GIVEN TASK
Recast everything in the records below, from the line containing "of the dark" down to the line containing "point(282, 178)", as a Markdown table. Use two columns, Row and Content, give each line a number, and leave out blank lines.

ENTRIES SHOWN

━━━━━━━━━━━━━━━━

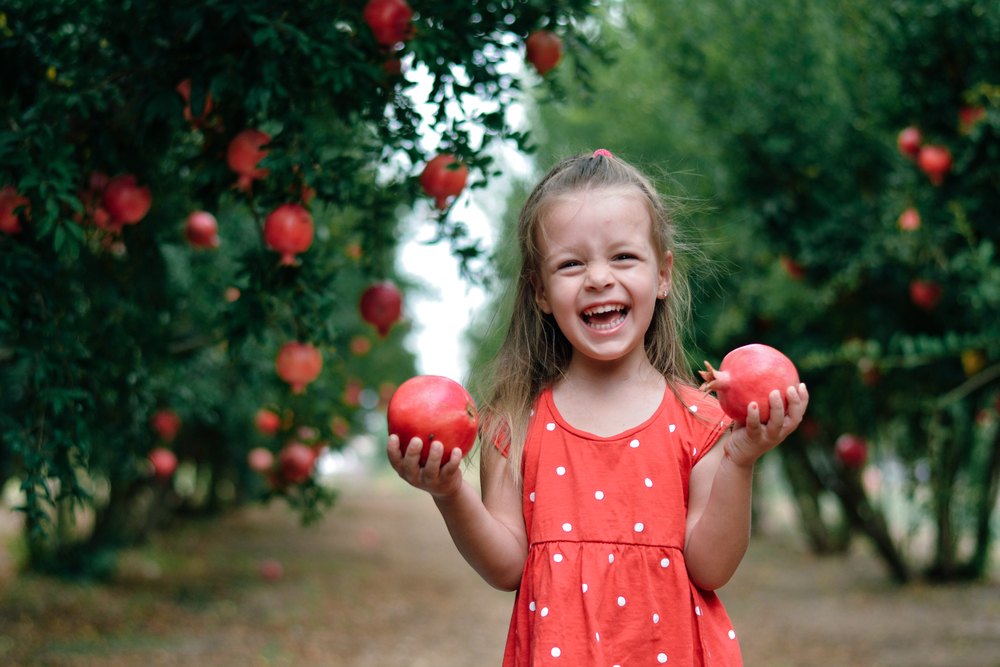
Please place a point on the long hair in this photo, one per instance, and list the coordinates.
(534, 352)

━━━━━━━━━━━━━━━━

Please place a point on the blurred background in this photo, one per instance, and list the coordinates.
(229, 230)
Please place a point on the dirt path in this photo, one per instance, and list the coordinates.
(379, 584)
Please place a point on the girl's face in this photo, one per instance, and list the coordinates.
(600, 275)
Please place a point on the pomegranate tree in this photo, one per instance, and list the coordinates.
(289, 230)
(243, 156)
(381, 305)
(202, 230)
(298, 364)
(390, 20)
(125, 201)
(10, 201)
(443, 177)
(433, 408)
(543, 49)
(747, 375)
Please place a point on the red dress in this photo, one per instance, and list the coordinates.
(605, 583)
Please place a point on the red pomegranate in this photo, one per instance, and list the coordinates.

━━━━━━━━━━━━━━━━

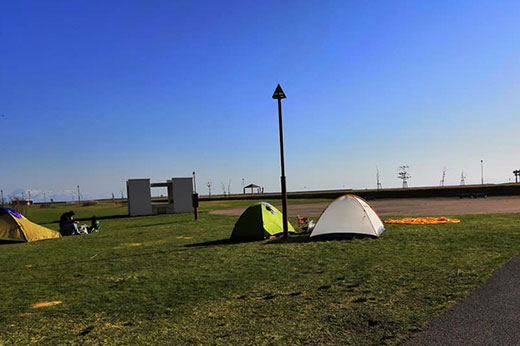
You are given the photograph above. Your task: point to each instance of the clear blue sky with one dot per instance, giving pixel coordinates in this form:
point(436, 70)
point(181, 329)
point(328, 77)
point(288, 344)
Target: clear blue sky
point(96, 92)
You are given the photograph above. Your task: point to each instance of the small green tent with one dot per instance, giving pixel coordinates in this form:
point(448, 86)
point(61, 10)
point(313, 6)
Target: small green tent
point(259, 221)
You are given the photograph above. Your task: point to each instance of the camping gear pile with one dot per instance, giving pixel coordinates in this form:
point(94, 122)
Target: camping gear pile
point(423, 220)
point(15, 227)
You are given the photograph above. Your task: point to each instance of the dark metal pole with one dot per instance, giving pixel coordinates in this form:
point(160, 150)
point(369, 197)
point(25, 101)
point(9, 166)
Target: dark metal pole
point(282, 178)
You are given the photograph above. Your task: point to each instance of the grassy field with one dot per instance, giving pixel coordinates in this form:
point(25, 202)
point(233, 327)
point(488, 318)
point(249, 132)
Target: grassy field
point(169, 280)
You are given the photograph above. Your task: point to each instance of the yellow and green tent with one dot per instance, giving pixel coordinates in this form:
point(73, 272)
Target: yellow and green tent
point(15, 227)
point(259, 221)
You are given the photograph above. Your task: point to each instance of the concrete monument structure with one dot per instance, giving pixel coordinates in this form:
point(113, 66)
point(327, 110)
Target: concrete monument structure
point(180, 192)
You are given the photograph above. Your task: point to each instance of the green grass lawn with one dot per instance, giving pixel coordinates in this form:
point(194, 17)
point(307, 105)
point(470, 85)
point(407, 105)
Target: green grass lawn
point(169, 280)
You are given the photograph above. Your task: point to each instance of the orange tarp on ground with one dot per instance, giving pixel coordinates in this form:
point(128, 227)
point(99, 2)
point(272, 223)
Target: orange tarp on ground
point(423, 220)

━━━━━━━━━━━━━━━━

TASK SOLUTION
| Row | Content |
|---|---|
| 1 | You are given the photograph above. Your task: point to each instance of the dark metal pole with one dot per instance, giving pixel coordinates in this form: |
| 2 | point(160, 150) |
| 3 | point(369, 197) |
| 4 | point(25, 101) |
| 5 | point(9, 166) |
| 6 | Target: dark metal pole |
| 7 | point(282, 178) |